## Aim of the exercise
Report each line in the entries below that contains the word "ferris".

## Recorded information
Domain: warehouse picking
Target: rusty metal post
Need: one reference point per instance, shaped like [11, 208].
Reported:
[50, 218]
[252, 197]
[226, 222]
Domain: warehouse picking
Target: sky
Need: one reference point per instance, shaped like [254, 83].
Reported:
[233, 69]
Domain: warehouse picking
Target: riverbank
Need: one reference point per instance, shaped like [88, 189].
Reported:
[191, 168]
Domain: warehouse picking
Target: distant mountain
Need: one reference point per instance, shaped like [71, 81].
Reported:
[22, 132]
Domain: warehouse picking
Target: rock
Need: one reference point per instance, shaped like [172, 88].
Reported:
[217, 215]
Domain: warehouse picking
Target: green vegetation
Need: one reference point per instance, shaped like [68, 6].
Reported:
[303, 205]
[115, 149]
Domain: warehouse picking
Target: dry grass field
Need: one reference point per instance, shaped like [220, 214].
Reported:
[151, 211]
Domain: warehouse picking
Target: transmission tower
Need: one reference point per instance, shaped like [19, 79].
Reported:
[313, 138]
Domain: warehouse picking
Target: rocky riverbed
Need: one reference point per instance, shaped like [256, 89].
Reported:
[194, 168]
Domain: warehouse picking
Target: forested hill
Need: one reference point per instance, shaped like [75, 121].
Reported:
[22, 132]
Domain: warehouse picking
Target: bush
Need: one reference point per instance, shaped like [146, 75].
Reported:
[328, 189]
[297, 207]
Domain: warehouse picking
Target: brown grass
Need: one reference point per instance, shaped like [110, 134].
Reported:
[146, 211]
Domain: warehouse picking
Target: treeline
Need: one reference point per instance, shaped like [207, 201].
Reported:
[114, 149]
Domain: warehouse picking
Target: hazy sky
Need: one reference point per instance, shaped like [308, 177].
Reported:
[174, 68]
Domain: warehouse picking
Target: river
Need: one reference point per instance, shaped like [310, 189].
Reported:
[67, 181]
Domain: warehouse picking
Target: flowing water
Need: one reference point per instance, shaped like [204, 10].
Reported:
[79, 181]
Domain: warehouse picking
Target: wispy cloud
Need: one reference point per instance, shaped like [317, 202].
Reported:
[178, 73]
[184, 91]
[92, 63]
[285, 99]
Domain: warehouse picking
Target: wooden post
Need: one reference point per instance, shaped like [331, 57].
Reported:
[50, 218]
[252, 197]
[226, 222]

---

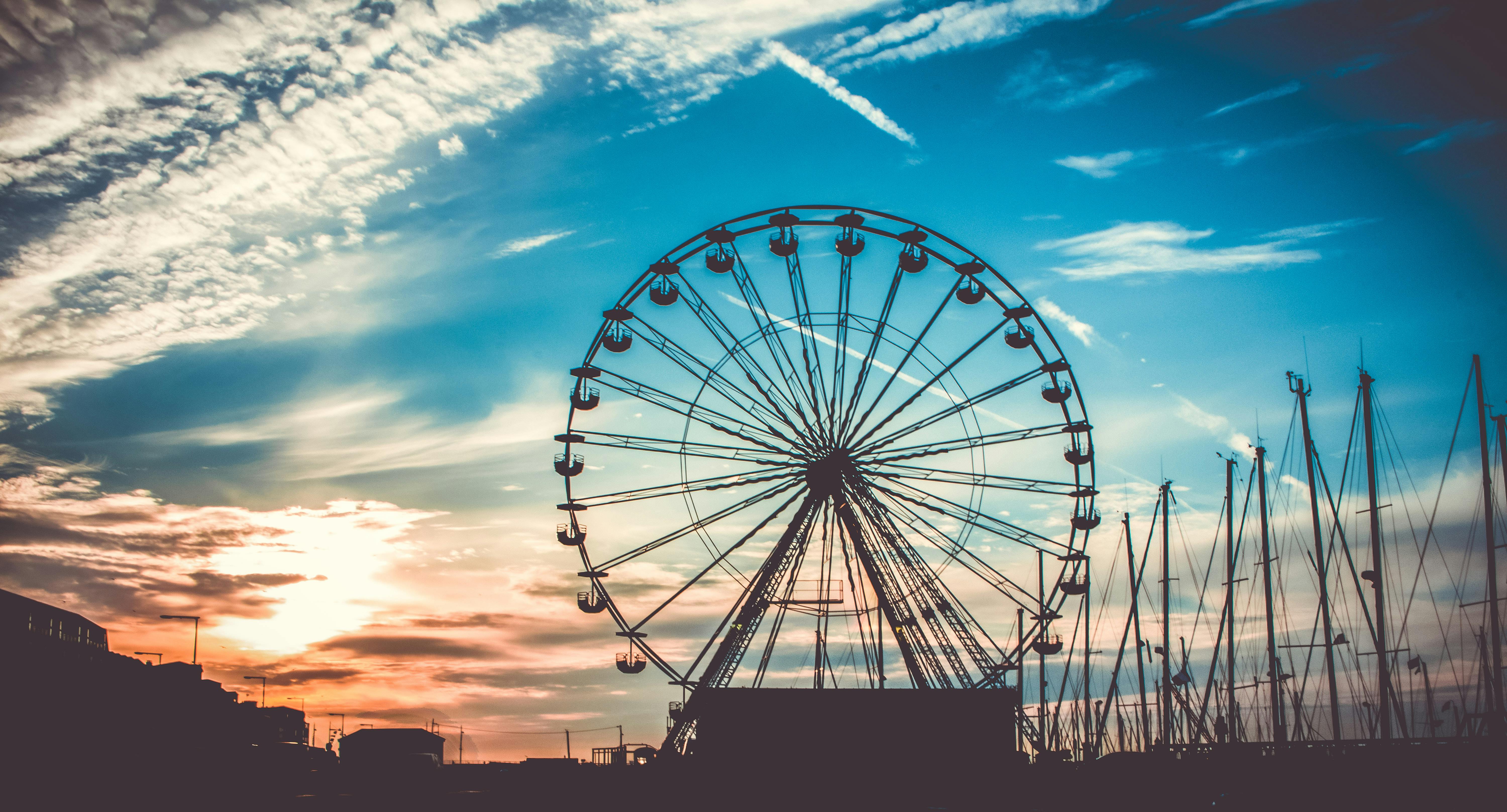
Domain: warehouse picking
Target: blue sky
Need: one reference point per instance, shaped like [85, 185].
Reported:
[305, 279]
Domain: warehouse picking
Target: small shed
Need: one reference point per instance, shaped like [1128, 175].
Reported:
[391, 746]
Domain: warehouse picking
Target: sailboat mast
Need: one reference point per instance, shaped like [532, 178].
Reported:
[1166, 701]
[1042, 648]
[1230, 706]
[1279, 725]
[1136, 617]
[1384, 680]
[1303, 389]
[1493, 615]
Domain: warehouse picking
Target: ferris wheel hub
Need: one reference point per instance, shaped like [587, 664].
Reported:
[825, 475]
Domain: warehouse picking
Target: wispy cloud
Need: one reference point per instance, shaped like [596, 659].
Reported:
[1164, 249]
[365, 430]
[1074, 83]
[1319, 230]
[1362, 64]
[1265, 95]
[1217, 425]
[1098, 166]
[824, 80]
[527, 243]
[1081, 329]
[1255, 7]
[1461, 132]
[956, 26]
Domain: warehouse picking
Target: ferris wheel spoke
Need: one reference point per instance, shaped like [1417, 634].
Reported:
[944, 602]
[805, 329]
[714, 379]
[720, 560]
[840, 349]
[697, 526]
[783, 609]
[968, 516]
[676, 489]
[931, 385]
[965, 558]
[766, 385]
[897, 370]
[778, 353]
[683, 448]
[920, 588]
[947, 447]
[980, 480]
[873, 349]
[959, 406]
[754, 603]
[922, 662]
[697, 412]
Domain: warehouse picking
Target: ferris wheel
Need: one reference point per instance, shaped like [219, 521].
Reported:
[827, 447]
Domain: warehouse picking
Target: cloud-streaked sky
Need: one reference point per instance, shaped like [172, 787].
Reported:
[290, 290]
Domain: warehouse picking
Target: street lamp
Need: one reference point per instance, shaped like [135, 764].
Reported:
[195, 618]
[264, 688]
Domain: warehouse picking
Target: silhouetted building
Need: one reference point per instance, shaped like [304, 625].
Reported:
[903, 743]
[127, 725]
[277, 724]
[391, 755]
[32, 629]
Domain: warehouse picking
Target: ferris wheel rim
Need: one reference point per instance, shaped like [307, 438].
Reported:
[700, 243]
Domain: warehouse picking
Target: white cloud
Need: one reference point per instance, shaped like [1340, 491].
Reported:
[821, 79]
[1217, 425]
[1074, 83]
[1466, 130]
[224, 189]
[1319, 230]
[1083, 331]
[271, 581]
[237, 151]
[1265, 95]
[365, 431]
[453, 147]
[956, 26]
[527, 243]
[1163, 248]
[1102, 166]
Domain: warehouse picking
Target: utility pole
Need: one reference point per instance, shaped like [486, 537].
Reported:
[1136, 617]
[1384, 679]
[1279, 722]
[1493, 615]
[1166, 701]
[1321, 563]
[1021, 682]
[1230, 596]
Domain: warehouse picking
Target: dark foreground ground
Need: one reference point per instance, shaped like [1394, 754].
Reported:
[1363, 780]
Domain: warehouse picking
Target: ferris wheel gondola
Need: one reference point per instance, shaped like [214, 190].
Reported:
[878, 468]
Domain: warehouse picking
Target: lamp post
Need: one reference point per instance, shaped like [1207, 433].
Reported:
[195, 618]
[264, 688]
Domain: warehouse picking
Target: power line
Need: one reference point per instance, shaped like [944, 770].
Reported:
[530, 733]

## Solution to the exercise
Target: ferris wheel hub
Target: ferris wheel spoke
Target: ferris wheel
Target: ferris wheel rim
Target: ferris wheel gondola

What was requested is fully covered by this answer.